§ EXERCISE TASK A
In the post about sad childhood viewing, which TV series had the scene where the hedgehogs die?

>> begin PROVIDED TEXT

BSA206: I so sad.

I remember watching Titanic (1997) when I was about 6 or 7 and just bawling from the moment the ship started sinking until the end. I think that little me knew that everyone was going to die and that just made me really sad. I also thought that the ship was really beautiful and it made me sad that it was going to sink and never be seen again.
Of course I also cried more when Jack dies, but that’s kind of a given. Most people find that part pretty sad.

titanic_sinking titanic_large

Another part of Titanic that made me really sad as a child was when Rose runs along the deck to the back of the ship, planning to jump. It wasn’t the part where she is hanging off the ship, just the short scene where she is crying and running along the deck. I didn’t really understand why this was happening when I was young,  but the fact that I could see this lady running and crying as if she was being chased made me really sad and concerned.



Another thing that made me very sad when I was little was a scene from the TV Series The Animals of Farthing Wood where the hedgehogs die. We had this series on video so I watched it hundreds of times and I swear I cried every time without fail, and I would still cry if i watched it now.

>> end PROVIDED TEXT
>> begin DATA PROVIDED

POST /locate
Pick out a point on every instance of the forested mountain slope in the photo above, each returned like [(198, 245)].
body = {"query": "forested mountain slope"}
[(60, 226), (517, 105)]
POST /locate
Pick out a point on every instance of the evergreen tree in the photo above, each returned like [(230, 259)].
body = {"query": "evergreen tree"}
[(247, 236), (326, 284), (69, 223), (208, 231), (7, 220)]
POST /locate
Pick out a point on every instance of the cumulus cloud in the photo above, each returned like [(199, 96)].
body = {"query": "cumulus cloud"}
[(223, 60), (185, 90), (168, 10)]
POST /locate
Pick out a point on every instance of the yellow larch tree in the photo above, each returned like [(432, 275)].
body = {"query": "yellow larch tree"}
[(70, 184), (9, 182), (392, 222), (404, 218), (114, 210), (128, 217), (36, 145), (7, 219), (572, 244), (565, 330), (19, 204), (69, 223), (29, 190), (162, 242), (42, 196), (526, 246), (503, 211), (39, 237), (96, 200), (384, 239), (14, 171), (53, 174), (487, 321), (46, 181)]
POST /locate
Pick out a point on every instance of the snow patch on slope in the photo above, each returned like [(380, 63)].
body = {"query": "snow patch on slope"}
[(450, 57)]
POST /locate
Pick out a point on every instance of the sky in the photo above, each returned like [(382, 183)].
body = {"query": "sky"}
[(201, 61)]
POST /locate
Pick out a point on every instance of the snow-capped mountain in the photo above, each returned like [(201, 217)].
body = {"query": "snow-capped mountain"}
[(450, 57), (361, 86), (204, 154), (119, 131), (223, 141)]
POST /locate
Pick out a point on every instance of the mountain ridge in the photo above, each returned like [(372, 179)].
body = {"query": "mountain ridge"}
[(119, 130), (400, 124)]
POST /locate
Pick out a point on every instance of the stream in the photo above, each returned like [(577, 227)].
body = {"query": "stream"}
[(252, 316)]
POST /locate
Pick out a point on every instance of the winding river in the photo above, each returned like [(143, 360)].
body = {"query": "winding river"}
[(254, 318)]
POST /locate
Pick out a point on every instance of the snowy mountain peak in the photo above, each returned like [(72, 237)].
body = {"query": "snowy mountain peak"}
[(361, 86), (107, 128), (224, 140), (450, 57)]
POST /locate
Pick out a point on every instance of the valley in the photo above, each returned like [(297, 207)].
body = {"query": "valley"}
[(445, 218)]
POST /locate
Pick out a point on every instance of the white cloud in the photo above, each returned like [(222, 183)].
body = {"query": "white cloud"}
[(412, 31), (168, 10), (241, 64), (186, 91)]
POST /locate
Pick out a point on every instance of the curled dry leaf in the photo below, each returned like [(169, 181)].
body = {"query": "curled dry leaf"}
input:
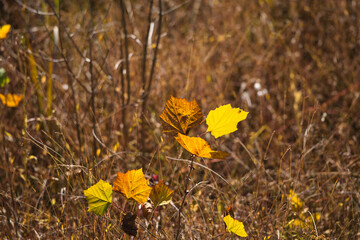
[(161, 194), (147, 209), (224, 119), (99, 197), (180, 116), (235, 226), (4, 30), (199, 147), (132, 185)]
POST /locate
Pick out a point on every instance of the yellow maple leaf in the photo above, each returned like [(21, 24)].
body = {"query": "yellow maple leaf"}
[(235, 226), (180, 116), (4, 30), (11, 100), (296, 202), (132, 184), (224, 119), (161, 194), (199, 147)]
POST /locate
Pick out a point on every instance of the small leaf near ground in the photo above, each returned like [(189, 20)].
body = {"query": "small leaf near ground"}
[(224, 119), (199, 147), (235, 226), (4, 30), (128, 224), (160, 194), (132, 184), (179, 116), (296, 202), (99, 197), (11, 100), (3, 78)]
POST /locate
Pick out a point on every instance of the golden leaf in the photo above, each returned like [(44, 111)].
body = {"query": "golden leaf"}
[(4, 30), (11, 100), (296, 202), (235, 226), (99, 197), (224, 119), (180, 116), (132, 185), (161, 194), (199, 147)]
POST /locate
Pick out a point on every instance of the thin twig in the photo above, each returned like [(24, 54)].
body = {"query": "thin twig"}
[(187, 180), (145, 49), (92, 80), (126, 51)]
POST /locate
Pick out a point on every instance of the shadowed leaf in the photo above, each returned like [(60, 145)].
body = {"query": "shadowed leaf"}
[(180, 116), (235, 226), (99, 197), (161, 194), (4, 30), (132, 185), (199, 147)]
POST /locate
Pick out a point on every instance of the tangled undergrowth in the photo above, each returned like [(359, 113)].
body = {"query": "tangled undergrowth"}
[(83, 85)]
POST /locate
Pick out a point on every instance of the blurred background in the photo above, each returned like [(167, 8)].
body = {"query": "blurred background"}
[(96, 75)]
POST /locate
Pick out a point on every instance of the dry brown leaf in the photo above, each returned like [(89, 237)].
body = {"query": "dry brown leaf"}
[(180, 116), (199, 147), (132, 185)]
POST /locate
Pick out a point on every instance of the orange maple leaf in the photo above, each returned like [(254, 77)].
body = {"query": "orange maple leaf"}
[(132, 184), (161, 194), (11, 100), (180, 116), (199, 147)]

>> end DATA PROVIDED

§ EXERCISE TASK B
Write out the rows again, starting at the first row and ending at the line that contains "[(252, 316)]", both included. Keep the requests, and add -43 to every coordinate in the answers.

§ EXPECTED ANSWER A
The Animals of Farthing Wood

§ EXPECTED ANSWER B
POST /locate
Pick out a point on every instance of the forested mountain slope in the photo above, each returned like [(198, 245)].
body = {"query": "forested mountain slope"}
[(17, 183), (474, 62)]
POST /locate
Pick out a point on every instance of the evergreen tree in the photo above, each returned like [(230, 259)].
body = {"query": "evergreen tree"}
[(204, 193), (283, 241), (26, 180), (165, 188), (-36, 177)]
POST /locate
Pick out a point on every instance of the cumulus cloud in the photo above, each returned like [(199, 96)].
body = {"query": "cumulus cloud"}
[(180, 17), (142, 47), (125, -33)]
POST /locate
Pick out a point on every instance of the yellow larch tree in the photo above, each returned like [(432, 275)].
body = {"query": "yellow larch tree"}
[(27, 141), (-34, 139), (349, 179), (361, 175), (71, 167), (85, 174), (-7, 102), (-36, 176), (529, 201), (522, 287), (-24, 161), (26, 180), (-14, 147), (119, 199), (-1, 153), (483, 203), (460, 168), (-4, 194), (53, 157), (341, 196), (-29, 128), (10, 131), (444, 278), (3, 138)]
POST /locate
Pick out a point on every instance of the snow patch on slope in the photo above, each returned like [(380, 63)].
body = {"query": "snow patch on slope"}
[(407, 14)]
POST /locate
Pick out a point on every instance of the sky in the photo above, each returned like [(382, 183)].
body = {"query": "sky"}
[(158, 18)]
POST /locate
Pick out a point on every instance of the snow-capped mountain in the photo above, each returned like [(201, 217)].
body = {"query": "snow-capped mountain"}
[(407, 14), (318, 43), (161, 111), (76, 88), (180, 98)]
POST /locate
Pick out a point on every instance of the mountain ridge in the photo above, each returned like [(372, 179)].
body = {"query": "mountain ridge"}
[(76, 87), (357, 81)]
POST /locate
Pick out a point on every instance of the stream in the photo above, each returned like [(577, 227)].
body = {"query": "stream"}
[(209, 273)]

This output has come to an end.